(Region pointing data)
= Beginning of Section =
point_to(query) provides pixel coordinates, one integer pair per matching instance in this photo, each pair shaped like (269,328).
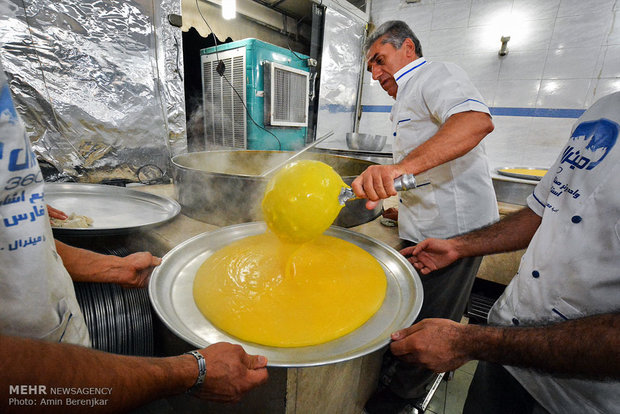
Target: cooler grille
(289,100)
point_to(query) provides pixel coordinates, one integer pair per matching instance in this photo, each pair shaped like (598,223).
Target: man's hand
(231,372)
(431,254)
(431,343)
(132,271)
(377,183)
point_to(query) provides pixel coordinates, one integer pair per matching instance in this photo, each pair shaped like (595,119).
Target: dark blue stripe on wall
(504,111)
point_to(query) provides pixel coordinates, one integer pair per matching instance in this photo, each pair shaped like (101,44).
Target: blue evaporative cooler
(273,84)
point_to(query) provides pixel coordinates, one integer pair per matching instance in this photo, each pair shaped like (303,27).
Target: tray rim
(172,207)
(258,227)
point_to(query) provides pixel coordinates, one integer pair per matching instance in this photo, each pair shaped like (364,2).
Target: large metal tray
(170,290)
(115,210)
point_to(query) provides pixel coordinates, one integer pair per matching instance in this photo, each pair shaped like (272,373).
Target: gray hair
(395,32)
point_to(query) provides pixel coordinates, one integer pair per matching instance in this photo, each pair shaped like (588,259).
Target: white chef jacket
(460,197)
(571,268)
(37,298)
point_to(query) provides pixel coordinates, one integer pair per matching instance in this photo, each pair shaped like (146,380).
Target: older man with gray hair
= End of Section =
- [Problem]: Beginning at the line where "shaped like (303,27)." appears, extract each line through the end of the data above; keep them exact and include nothing else.

- [Answer to this task]:
point_to(query) provides pixel coordinates, one integer pair per matching instance in this photo, each pair shaped like (303,27).
Target: tray rim
(172,207)
(258,227)
point_to(query) provides pixel coordinates, one integer pair per matching instance in this photo, each pair shaped like (364,2).
Target: large metal tray
(170,290)
(115,210)
point_to(query) provides pixel coordinates, one integer pair per matching instance in this photo, each pair shaped like (272,373).
Target: gray hair
(395,32)
point_to(query) provides pixel coordinates, one integer pair per matching instance in this photo, each pair shaped like (588,259).
Target: white chef jacket
(460,197)
(571,268)
(37,298)
point_to(query) provides pixel coordinates, one integer pair per matching instance in this photo, each pair shaped like (146,380).
Target: older man with gray hair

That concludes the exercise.